== Supplied entries

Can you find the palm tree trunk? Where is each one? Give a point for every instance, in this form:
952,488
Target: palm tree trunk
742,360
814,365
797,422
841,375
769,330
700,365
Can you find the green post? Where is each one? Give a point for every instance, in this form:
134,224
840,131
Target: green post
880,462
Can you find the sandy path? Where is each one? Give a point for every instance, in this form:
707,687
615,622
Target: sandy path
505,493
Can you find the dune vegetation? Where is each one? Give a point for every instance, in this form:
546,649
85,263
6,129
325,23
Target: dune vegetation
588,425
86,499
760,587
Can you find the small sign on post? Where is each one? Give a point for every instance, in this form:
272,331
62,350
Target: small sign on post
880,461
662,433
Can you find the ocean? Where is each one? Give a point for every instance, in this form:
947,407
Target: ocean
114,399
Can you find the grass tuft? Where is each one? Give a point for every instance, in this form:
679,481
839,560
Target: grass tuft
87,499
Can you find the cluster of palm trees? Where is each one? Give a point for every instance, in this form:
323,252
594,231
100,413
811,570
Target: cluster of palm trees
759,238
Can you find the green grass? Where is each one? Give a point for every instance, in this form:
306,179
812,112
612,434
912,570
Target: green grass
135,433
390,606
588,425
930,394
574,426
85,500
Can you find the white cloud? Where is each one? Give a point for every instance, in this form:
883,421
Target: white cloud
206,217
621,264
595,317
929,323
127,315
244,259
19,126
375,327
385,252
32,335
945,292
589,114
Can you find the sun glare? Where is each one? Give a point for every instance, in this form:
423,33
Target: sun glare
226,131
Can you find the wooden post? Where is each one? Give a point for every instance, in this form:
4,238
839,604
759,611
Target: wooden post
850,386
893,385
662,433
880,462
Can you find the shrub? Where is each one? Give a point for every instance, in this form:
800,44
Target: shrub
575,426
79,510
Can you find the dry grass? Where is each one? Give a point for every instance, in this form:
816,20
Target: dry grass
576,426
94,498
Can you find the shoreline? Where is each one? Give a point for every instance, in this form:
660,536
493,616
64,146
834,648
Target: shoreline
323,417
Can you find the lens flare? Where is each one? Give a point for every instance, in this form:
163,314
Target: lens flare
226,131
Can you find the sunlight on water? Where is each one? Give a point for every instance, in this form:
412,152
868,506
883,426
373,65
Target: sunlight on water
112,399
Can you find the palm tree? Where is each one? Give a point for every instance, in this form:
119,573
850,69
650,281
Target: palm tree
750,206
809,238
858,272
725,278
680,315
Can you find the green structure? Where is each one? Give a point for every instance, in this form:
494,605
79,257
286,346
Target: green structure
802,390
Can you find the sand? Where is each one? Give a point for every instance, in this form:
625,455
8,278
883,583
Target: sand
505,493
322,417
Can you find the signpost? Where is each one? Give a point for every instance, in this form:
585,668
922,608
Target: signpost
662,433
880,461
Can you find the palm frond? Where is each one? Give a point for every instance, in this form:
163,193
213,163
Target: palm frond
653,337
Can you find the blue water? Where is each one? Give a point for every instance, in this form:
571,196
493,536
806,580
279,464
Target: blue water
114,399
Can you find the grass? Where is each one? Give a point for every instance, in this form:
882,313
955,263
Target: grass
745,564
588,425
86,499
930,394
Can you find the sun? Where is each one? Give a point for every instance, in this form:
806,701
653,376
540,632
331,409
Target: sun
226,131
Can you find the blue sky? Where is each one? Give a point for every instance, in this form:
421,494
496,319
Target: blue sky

====

**Exercise instructions**
Restate every line of the data word for word.

**Solution for this exercise**
Can you find the palm tree trunk? Where is each one? Give a point for every instance, in this form:
952,488
Target: palm tree trunk
742,360
814,365
797,422
841,375
769,330
700,365
Can you find the green post? Where is each one? Give a point for every instance, in this form:
134,224
840,131
Target: green post
880,462
Can you find the sandy path? Where is each one? Give a point for every instance, in this form:
707,687
615,622
Target: sandy path
505,493
Can you find the dune vegetation? Where is each one? Give a point for every instance, in this form:
546,649
85,263
6,129
325,23
Target: dune vegetation
588,425
86,499
760,587
Can you find the small sign on post? Where is each one? Give a point for every instance, in this form:
272,331
62,350
Target: small sign on post
880,461
662,433
Can you find the ocean? Where is each one? Give a point for every instance, in this form:
947,407
Target: ocean
114,399
Can you find the grass tuft? Where is each one? Give a point for every instance, in this form:
679,481
839,560
Target: grass tuft
87,499
Can you find the cluster of palm trees? Where is each one? Give a point for every instance, in this form:
323,252
594,231
100,413
811,570
Target: cluster of palm trees
759,238
Can you find the green grass? Where is each one? Give a point for every instance, in this form:
306,179
812,112
612,434
912,570
Target: green grass
135,433
390,606
588,425
930,394
574,426
85,500
Can you find the white cloud? Where is each one? Give a point for every instance, in this form:
883,421
Target: white cloud
206,217
621,264
595,317
929,323
127,315
244,259
19,126
375,327
385,252
32,335
945,292
589,114
Can you find the sun glare? Where is each one? Give a point for every instance, in this form:
423,33
Target: sun glare
226,131
Can you find the wooden post? Where is each one? Give a point for every instance, in this form:
4,238
839,604
759,611
Target: wooden post
850,386
893,385
662,433
880,462
Can you find the shrub? Where is each one? Give a point for every instance, in this form:
800,44
Target: shrub
575,426
79,510
Can you find the dry grass? Where is each one? Give a point for every instance, in this form:
816,20
Target: dry grass
576,426
94,498
Can you find the shoreline? Where is each one? Give a point for every instance, in this form:
660,536
493,616
64,146
834,648
Target: shoreline
323,417
Can you find the lens flare? Where is each one? Give a point for every instance, in this form:
163,314
Target: lens flare
226,131
Can you find the sunlight on water? Where is each one? Give a point for every instance, in this form:
412,152
868,506
883,426
373,65
Target: sunlight on water
112,399
Can you find the palm tree? Where is each one? Give a point for every instance, in this form:
119,573
850,69
650,281
Target: palm tree
750,206
809,238
858,272
725,278
680,315
Can you find the green structure? Where is each one? Give a point for every instance, in this form:
494,605
79,257
286,346
Target: green structure
802,390
Can you find the sand? Where is each one? Give a point for every instance, in this form:
625,455
8,278
883,583
Target: sand
505,493
322,417
Can you find the signpost? Where is each one? Give a point for every instance, in this form:
585,668
922,608
Target: signpost
662,433
880,461
Can you find the palm frond? Where is each one? Give a point for every instance, in this form:
163,193
213,163
Target: palm frond
653,337
Can you find the blue water? Where is each one? Give a point for every instance, in this form:
571,196
493,536
806,580
279,464
Target: blue water
114,399
Can you find the grass? Where is each one? Give a point for every instance, in this form:
882,313
955,263
Target: grass
745,564
588,425
86,499
930,394
Can you find the sun? Where is each one? Give a point for every instance, in this form:
806,701
653,376
540,632
331,409
Target: sun
226,131
Can you find the blue sky? Where is each one? Give a point for every instance, in this form:
421,494
496,319
Target: blue sky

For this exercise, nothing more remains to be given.